■ **EXTRACTED INFORMATION**:
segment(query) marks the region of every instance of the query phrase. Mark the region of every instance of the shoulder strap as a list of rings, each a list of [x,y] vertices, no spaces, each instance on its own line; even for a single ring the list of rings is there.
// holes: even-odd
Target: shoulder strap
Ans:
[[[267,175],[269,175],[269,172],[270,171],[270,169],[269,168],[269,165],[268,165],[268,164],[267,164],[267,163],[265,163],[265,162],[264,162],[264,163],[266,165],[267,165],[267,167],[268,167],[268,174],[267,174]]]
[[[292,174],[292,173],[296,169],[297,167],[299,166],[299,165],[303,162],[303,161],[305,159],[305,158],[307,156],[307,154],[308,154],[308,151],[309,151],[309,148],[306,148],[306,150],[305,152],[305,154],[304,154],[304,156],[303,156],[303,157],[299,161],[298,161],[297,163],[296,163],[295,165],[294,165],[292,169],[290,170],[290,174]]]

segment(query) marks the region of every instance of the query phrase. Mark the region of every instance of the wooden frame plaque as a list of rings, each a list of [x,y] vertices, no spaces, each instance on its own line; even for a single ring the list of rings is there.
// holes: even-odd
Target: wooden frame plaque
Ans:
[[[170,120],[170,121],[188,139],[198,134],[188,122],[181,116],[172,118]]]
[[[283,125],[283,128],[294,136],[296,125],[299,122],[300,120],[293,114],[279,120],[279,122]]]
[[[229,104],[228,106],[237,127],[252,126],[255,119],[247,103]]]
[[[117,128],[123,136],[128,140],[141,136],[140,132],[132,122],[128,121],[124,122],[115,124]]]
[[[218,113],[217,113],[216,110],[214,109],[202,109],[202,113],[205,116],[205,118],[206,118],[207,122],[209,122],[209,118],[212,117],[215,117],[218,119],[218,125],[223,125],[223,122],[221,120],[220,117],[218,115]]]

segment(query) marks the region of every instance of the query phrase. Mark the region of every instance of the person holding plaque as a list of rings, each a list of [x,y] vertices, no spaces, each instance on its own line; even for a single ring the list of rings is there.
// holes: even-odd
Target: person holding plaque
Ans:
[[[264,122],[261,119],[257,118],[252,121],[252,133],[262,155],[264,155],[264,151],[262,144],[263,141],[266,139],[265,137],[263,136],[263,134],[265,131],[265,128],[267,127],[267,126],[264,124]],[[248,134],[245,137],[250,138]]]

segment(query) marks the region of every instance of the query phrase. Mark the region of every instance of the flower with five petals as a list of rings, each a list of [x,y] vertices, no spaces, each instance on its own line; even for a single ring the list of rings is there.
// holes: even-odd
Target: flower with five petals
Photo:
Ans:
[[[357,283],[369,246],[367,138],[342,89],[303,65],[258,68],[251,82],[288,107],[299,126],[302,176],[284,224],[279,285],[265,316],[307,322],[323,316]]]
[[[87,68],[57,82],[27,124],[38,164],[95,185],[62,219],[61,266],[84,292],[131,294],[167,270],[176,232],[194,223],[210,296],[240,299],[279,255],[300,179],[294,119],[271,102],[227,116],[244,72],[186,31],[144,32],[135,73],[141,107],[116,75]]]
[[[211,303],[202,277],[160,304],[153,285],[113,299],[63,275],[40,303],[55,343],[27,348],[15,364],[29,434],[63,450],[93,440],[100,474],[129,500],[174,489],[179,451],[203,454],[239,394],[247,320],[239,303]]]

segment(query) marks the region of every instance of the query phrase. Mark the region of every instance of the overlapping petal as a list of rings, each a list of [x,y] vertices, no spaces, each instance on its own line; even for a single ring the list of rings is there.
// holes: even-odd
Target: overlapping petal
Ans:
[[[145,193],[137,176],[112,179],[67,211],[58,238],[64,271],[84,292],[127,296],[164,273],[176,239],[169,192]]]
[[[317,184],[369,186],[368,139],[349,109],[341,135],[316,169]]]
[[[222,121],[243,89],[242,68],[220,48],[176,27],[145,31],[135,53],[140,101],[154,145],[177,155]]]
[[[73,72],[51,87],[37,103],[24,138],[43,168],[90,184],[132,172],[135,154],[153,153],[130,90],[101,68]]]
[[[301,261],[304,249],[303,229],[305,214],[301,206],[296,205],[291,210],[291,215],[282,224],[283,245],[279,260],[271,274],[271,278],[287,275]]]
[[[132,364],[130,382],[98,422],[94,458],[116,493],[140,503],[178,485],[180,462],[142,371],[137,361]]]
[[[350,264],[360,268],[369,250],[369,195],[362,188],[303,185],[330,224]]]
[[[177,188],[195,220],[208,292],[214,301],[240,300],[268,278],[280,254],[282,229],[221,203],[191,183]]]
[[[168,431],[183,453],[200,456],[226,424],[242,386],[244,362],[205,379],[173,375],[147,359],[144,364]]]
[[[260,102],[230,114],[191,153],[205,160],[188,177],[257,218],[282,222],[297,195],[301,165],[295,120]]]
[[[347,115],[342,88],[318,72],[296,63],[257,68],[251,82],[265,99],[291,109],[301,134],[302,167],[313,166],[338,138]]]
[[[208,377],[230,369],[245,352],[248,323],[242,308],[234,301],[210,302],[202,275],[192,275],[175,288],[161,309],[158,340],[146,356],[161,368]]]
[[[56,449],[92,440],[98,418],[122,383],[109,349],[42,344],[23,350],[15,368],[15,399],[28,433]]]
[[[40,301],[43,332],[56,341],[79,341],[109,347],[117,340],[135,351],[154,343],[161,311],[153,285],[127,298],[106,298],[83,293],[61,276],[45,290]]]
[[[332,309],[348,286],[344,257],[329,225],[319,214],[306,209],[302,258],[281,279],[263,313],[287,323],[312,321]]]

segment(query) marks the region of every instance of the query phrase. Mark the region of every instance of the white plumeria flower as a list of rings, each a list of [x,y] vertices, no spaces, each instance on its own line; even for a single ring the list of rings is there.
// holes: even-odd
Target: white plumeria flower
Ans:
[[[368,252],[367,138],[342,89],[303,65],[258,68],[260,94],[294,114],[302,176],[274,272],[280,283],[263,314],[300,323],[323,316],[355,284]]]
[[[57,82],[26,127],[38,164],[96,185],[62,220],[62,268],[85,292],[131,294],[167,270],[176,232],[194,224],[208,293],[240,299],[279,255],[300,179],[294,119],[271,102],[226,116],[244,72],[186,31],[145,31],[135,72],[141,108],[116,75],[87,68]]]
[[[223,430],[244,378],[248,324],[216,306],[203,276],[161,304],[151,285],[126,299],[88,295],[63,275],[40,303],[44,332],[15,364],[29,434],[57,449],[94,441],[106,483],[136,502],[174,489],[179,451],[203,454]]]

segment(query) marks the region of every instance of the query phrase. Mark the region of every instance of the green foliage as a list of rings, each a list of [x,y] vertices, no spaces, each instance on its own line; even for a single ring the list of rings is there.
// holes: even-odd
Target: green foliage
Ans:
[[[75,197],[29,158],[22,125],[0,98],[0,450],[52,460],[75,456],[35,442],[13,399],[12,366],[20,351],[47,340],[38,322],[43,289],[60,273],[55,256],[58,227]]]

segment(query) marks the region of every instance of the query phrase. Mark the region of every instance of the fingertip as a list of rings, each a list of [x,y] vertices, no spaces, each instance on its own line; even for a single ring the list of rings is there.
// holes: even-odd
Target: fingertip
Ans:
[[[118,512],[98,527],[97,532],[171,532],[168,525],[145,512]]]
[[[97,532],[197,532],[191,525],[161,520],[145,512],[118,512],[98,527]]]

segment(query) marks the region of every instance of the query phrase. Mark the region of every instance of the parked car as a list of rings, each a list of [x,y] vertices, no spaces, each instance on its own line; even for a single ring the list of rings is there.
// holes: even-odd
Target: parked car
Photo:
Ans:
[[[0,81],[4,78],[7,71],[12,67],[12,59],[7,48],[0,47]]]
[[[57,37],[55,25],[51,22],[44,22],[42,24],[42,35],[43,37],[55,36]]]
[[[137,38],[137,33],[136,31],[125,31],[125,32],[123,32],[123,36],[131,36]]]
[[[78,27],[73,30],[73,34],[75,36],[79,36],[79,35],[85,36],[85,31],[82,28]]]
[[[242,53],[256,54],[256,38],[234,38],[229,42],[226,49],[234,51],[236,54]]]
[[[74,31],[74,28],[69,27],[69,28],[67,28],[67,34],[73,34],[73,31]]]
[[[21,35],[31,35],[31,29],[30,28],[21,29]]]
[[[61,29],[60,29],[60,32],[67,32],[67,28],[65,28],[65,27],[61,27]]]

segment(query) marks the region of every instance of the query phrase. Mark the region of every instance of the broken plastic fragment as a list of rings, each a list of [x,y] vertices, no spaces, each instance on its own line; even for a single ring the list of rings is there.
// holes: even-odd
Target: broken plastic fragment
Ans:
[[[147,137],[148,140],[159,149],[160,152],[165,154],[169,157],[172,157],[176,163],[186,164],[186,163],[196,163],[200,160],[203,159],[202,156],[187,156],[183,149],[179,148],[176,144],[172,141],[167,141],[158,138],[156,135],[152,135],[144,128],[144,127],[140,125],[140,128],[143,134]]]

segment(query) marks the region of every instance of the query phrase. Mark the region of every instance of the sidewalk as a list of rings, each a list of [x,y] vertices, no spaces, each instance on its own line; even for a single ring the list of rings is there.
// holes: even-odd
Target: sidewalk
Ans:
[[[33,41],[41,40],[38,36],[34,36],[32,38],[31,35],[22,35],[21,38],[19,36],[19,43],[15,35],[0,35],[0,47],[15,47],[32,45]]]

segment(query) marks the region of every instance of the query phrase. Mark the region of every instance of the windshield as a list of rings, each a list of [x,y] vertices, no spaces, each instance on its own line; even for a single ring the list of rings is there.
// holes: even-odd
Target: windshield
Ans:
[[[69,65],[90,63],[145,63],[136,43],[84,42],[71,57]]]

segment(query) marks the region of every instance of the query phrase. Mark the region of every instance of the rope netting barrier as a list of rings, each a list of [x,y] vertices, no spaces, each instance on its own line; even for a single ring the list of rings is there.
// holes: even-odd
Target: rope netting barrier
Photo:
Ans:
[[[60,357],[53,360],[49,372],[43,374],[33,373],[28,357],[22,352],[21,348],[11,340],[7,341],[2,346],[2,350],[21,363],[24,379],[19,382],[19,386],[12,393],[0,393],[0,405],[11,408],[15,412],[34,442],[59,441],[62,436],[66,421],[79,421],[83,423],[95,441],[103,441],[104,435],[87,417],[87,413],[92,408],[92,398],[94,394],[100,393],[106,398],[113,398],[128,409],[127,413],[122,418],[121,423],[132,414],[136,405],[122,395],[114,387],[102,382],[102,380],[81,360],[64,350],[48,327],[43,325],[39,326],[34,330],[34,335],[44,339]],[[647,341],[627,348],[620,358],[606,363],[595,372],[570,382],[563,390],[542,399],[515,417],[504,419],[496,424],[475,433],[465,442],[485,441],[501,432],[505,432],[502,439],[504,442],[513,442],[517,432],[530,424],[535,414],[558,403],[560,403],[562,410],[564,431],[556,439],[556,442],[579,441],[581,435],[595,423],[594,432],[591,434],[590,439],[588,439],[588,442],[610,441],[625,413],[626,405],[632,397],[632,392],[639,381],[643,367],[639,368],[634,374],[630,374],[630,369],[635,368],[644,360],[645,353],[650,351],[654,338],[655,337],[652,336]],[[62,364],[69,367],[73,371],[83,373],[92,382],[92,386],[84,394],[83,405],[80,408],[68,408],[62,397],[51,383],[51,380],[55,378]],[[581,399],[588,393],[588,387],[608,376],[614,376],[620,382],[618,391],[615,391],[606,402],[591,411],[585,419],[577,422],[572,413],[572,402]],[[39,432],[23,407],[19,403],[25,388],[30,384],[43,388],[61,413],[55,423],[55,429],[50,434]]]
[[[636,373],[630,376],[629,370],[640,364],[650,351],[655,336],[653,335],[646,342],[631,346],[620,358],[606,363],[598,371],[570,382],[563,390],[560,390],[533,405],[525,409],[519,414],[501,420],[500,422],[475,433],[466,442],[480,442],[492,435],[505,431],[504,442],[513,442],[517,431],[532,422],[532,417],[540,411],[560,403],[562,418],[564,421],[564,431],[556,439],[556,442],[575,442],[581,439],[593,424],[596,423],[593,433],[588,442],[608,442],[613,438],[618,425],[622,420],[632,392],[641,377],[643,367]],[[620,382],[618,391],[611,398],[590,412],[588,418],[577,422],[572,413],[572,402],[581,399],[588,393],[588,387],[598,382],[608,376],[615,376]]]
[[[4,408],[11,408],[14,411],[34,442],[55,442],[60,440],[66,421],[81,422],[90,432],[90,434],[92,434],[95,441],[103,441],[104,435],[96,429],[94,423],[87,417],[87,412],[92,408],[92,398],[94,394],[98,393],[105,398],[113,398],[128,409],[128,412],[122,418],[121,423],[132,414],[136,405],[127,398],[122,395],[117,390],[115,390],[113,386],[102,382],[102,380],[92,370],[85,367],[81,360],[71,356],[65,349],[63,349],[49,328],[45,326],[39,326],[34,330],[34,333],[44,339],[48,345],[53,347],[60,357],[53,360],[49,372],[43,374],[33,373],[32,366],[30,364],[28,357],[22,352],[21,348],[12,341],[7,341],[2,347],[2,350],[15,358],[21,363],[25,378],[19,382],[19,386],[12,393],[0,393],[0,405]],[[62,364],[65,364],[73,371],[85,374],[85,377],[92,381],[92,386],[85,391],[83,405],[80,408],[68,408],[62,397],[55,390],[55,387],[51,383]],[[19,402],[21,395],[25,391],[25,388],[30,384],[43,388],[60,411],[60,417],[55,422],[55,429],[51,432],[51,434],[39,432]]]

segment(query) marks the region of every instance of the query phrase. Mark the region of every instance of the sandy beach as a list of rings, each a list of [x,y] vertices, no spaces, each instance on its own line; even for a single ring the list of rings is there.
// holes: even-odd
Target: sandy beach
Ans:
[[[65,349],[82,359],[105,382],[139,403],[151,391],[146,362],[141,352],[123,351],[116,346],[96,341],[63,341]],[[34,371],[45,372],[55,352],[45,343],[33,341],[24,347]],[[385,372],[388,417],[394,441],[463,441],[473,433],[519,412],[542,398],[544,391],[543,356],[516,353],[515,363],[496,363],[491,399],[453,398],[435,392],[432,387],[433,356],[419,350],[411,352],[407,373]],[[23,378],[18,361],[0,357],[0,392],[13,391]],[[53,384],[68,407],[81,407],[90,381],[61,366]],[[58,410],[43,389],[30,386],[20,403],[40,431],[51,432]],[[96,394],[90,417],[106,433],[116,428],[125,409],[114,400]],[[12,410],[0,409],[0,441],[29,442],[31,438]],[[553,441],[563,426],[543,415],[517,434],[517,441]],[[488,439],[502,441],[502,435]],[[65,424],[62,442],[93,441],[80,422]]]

■ **YOUR INSTRUCTIONS**:
The required output is the exact sequence of lines from the one containing "of the sandy" through the end of the listing, both endpoints included.

■ **COMPLETE RESPONSE**:
segment(query) marks the region of every instance of the query phrase. Mark the region of every instance of the sandy beach as a list of rings, each a list of [x,y] vertices, no spaces, each instance on its own line; even for a single ring the list of rings is there.
// holes: even-odd
Target: sandy beach
Ans:
[[[65,349],[82,359],[105,382],[139,403],[151,391],[146,362],[141,352],[123,351],[116,346],[96,341],[63,341]],[[34,371],[45,372],[55,352],[45,343],[33,341],[24,347]],[[385,372],[388,417],[394,441],[463,441],[473,433],[519,412],[542,398],[544,391],[543,356],[516,353],[515,363],[496,363],[491,399],[453,398],[435,392],[432,387],[433,356],[419,350],[411,352],[407,373]],[[23,378],[18,361],[0,357],[0,392],[13,391]],[[53,384],[68,407],[81,407],[90,381],[61,366]],[[58,410],[43,389],[30,386],[20,403],[40,431],[51,432]],[[96,394],[90,417],[106,433],[116,428],[125,409],[114,400]],[[12,410],[0,409],[0,441],[29,442],[31,438]],[[553,441],[563,426],[543,415],[517,434],[517,441]],[[488,439],[502,441],[502,435]],[[65,424],[62,442],[93,441],[80,422]]]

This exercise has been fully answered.